• WORK TO DO: Output only the lines from the one holding "the white paper" to the end of the data below, please, copied exactly.

• INFORMATION GIVEN:

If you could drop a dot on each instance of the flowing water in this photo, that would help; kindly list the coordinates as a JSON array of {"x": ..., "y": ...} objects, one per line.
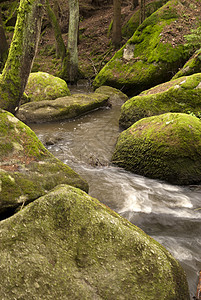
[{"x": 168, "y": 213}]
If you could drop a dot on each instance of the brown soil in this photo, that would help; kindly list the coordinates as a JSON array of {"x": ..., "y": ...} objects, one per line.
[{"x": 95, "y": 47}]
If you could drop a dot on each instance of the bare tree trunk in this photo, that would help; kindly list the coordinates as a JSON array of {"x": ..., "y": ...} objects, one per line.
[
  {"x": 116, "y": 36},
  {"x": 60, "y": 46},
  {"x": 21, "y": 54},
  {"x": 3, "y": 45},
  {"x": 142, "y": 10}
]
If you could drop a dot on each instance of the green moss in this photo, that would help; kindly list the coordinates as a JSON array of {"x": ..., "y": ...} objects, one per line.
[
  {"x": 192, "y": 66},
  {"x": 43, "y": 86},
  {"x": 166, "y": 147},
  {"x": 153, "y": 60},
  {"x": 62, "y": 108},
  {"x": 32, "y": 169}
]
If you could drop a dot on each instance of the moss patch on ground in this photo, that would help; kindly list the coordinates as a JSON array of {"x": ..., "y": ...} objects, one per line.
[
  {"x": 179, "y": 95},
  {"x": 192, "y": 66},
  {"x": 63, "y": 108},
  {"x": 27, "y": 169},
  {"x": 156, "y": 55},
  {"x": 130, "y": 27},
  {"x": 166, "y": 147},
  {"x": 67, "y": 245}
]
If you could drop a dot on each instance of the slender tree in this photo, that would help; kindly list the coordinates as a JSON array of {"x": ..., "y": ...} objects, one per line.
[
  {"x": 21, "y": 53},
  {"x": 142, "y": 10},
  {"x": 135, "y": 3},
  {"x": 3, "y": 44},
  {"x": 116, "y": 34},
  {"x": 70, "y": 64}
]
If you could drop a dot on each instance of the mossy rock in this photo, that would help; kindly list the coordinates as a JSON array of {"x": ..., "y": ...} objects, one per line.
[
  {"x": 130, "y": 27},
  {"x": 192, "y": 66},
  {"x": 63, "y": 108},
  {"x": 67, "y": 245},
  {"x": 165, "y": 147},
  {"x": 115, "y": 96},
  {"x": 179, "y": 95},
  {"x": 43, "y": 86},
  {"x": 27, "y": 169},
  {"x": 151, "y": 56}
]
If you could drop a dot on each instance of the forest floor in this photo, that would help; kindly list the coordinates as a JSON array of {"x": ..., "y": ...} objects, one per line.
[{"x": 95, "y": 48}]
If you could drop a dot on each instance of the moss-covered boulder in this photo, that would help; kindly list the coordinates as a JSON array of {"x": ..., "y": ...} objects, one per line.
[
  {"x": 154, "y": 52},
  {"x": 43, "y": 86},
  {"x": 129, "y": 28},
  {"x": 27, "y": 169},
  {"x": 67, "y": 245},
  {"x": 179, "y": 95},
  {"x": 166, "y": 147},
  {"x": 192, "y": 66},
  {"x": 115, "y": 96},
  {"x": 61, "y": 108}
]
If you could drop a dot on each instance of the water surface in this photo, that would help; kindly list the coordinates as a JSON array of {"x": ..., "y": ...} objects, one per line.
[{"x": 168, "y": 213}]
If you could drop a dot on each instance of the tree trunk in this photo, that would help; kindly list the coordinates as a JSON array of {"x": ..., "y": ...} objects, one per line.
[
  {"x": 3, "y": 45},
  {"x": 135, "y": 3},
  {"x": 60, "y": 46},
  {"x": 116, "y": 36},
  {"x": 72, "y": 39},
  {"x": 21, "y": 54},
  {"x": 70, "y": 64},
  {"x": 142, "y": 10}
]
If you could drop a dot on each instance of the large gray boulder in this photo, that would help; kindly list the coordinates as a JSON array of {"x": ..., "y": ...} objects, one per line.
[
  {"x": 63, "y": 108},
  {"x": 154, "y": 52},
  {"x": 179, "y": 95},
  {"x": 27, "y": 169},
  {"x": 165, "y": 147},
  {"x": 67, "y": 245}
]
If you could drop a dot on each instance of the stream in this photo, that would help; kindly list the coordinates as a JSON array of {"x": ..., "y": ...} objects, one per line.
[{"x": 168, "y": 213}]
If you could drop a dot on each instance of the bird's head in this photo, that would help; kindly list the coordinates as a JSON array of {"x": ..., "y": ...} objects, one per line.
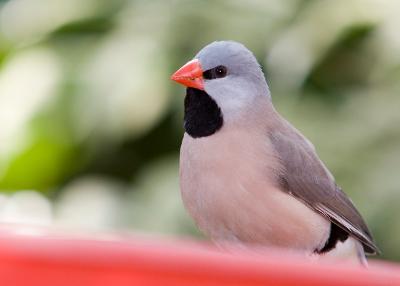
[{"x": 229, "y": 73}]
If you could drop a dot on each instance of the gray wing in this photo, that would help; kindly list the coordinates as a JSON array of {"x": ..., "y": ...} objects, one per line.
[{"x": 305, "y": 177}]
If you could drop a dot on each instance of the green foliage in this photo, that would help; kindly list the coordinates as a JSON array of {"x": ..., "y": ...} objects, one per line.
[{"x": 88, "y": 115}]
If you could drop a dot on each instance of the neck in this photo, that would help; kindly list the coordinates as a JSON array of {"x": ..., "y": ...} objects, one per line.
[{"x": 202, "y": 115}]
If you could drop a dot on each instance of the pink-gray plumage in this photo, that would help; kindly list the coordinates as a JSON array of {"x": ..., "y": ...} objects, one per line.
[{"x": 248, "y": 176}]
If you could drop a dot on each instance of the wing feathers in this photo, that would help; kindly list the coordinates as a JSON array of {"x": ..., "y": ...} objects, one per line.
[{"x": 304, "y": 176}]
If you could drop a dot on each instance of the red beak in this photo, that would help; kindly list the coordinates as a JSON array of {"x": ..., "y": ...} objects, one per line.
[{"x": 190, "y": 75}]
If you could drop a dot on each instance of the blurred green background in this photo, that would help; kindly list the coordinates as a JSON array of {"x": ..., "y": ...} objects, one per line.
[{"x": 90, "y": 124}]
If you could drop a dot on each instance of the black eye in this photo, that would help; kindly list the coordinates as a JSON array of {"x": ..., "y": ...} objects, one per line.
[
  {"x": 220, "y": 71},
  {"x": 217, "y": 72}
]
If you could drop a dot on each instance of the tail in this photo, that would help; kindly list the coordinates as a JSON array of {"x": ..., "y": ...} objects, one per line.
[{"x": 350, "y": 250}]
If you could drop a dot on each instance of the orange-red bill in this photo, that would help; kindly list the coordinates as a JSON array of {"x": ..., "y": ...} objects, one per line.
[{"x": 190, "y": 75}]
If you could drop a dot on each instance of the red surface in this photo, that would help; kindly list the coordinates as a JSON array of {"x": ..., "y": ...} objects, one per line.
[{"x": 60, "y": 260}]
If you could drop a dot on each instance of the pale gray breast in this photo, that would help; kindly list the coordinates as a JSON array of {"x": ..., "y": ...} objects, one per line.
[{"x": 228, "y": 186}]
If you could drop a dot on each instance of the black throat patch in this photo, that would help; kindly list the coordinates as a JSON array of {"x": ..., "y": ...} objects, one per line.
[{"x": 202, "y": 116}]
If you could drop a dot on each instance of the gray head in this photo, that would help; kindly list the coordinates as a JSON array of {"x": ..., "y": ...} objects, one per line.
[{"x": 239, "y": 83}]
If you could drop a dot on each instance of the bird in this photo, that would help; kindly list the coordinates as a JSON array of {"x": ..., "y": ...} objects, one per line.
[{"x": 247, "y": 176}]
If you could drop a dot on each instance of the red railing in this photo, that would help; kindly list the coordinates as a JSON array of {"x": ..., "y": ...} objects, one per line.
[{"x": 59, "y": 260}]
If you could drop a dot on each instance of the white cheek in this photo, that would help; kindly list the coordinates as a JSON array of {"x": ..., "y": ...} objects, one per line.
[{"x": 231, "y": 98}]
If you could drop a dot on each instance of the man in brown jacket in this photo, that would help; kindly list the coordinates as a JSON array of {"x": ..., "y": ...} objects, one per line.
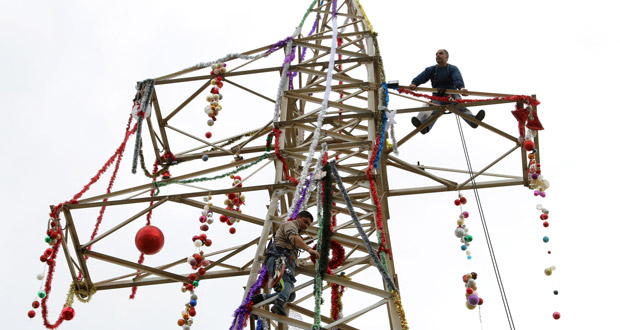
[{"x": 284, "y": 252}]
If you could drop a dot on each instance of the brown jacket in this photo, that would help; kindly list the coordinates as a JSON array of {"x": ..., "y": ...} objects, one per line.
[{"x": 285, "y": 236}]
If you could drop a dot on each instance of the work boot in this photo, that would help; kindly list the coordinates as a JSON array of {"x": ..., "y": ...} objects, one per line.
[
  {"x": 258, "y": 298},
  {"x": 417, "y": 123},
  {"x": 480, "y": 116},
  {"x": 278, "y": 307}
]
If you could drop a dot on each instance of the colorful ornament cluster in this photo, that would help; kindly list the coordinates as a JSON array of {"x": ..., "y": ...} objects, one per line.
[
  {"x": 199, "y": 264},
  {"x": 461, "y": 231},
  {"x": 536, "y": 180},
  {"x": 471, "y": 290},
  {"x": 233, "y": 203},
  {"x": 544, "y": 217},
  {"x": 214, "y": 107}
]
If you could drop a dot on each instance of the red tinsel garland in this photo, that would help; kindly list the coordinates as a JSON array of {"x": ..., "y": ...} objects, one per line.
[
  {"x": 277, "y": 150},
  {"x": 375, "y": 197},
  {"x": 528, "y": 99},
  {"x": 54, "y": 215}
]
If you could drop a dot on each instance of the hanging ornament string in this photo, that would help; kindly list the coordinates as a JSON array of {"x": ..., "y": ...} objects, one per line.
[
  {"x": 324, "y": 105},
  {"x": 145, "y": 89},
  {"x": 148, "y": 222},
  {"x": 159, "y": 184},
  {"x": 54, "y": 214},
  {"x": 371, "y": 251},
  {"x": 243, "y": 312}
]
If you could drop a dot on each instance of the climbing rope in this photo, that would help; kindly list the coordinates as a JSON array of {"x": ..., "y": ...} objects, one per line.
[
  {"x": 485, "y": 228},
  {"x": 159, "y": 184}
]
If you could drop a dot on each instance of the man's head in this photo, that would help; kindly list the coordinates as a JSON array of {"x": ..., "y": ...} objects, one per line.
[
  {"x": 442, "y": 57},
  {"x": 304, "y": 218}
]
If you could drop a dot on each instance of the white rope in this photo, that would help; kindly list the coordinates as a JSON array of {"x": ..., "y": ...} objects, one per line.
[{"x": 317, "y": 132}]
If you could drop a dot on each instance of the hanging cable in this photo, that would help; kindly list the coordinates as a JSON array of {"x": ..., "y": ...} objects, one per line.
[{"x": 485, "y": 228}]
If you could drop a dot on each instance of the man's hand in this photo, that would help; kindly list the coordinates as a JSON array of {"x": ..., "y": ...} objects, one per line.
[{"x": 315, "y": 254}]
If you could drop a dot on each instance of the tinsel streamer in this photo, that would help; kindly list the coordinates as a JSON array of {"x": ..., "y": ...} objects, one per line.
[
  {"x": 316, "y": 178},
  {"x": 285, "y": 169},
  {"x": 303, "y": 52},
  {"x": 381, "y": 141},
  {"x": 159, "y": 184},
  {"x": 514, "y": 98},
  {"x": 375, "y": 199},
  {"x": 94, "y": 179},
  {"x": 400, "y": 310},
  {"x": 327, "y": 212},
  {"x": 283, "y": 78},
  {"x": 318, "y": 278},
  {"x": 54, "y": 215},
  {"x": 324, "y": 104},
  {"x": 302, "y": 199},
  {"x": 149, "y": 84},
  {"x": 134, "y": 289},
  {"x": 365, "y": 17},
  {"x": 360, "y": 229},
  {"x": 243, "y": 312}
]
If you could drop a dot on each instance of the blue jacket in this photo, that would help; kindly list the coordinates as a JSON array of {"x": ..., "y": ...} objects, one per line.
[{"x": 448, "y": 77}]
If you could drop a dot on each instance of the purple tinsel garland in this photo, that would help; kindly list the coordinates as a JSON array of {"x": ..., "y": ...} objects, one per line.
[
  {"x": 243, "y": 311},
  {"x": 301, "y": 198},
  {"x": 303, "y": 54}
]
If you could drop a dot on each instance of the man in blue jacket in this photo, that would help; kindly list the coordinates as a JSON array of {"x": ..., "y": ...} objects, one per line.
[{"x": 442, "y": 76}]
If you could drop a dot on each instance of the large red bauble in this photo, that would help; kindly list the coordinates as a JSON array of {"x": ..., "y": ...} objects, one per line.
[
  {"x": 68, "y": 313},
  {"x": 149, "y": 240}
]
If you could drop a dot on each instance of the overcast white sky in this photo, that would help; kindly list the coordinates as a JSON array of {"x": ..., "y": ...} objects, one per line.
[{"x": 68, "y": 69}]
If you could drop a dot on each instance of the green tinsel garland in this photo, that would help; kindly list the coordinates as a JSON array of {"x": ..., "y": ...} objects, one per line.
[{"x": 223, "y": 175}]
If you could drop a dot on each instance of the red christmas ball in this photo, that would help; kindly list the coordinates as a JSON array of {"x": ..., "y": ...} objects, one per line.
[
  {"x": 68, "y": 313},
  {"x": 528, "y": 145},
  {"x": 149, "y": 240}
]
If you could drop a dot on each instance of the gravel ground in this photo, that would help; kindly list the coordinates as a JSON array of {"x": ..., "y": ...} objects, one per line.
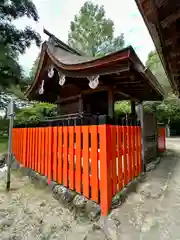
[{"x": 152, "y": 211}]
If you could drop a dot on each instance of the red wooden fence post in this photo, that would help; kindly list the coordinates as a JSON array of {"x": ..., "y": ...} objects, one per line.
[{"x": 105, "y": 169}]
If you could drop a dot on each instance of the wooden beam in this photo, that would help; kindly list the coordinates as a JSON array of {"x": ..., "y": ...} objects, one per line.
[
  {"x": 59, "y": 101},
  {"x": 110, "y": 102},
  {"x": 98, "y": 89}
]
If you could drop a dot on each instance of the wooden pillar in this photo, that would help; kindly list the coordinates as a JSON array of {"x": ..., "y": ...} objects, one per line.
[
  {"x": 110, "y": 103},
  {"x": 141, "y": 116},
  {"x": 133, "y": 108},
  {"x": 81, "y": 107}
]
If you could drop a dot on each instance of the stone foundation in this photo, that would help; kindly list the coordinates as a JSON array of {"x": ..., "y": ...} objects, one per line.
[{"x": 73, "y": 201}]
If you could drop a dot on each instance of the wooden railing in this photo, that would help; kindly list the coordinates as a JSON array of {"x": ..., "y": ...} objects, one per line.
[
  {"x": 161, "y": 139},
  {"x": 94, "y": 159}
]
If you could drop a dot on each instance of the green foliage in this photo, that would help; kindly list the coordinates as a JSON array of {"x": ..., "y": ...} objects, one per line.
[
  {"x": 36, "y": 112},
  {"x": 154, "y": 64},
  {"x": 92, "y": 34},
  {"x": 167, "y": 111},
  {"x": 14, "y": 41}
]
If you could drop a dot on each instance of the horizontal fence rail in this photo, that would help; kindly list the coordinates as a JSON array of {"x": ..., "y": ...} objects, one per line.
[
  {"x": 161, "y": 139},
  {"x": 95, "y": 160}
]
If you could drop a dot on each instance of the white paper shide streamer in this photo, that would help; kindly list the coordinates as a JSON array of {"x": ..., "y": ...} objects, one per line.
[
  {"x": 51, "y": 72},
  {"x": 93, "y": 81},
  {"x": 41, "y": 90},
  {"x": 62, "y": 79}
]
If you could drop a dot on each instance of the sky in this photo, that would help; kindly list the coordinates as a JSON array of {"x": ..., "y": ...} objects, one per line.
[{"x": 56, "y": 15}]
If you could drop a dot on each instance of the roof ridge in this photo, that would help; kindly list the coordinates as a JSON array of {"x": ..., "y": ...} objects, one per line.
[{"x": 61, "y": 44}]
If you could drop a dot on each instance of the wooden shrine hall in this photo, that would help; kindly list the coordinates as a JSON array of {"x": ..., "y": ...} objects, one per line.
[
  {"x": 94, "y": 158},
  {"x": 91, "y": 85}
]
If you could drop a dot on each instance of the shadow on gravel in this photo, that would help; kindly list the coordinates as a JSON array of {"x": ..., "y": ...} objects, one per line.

• FINAL RESULT:
If you could drop a dot on each instance of the white paper shide streamer in this photo, that would help; kindly list the coordinates as a JSON array of {"x": ..., "y": ...} objects, one per line.
[
  {"x": 51, "y": 72},
  {"x": 93, "y": 81},
  {"x": 41, "y": 90},
  {"x": 62, "y": 79}
]
If you could drop a dot on each instance of the sky in this photo, that would help; kindly list the coordinates as a JSON array of {"x": ..., "y": ...} objects, one per line.
[{"x": 56, "y": 15}]
If you could drop a dot on each instance of the roof ridge in this photo, that would help; kindly list the coordinates as a JSON array of {"x": ..., "y": ...} objects, one per line.
[{"x": 61, "y": 44}]
If you could drop a dot on each instance of the wooden shrine hall in this photo, that would help; kindly list the coordinates as a JSON array of {"x": ..., "y": ...} objects, one per line.
[
  {"x": 94, "y": 158},
  {"x": 91, "y": 85}
]
If you could drop a dot on each instance of the shadow on gravel in this photo, that would help; kindly list the coordinates as a JSON array of {"x": ..., "y": ...} objects, one per line.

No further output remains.